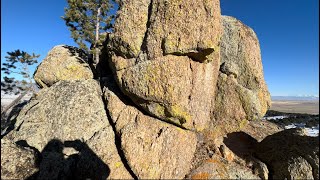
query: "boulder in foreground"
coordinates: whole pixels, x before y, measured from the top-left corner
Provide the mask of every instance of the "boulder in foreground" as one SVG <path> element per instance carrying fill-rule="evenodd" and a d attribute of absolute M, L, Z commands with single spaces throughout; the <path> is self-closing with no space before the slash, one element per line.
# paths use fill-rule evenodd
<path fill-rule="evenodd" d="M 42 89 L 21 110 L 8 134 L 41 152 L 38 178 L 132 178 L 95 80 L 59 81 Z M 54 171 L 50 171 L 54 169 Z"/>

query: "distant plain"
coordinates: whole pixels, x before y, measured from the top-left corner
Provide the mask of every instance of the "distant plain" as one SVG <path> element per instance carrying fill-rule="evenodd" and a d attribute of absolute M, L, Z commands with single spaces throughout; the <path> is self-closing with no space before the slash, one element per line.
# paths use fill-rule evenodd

········

Work required:
Return all lines of the material above in which the word "element" occurs.

Answer for the task:
Provide the mask of every instance of the "boulder in foreground" as one SVG <path> element per instance carrying fill-rule="evenodd" and a d attribute of absolute M, L, Z commands with single spaces throughout; the <path> is self-closing with no space before the slash, one element per line.
Provide the mask of every instance of the "distant plain" as one SVG <path> element per instance carrying fill-rule="evenodd" and a d attribute of absolute M, L, Z commands with single spaces throughout; the <path> is self-closing with no space before the slash, one element per line.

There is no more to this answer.